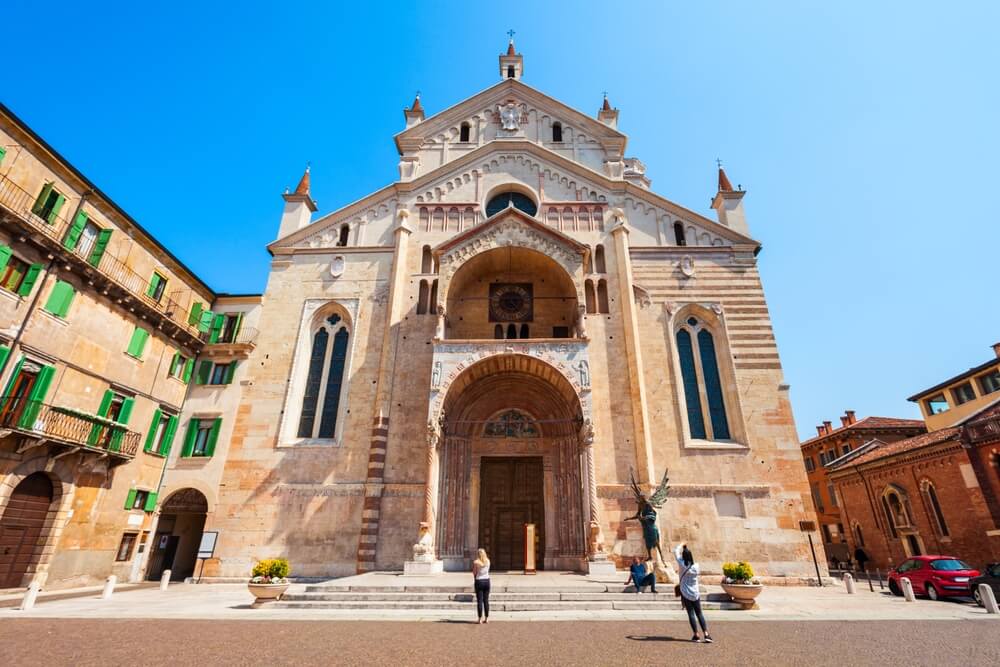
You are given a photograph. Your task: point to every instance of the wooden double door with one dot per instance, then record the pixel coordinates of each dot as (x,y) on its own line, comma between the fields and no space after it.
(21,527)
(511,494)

==*==

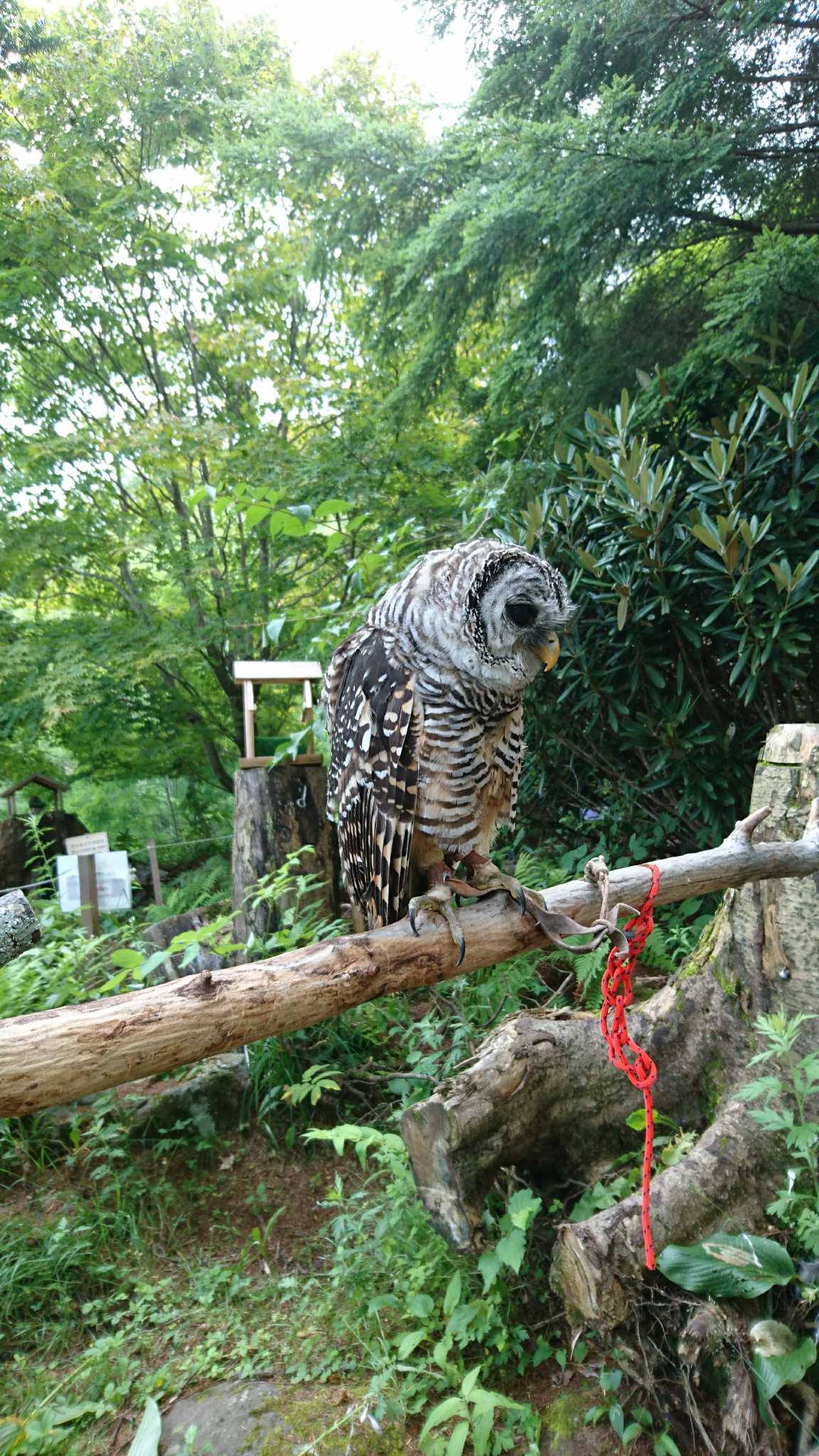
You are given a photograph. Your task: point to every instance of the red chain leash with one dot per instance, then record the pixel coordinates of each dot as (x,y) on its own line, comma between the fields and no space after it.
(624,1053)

==*==

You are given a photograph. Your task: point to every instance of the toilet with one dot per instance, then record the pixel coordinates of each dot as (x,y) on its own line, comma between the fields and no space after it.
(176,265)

==*==

- _DIRECTIONS FOR THIS TASK_: Count the lines in the listing above that contain the word "fields", and reply with the number alone.

- _SOLVED PROBLEM_: 3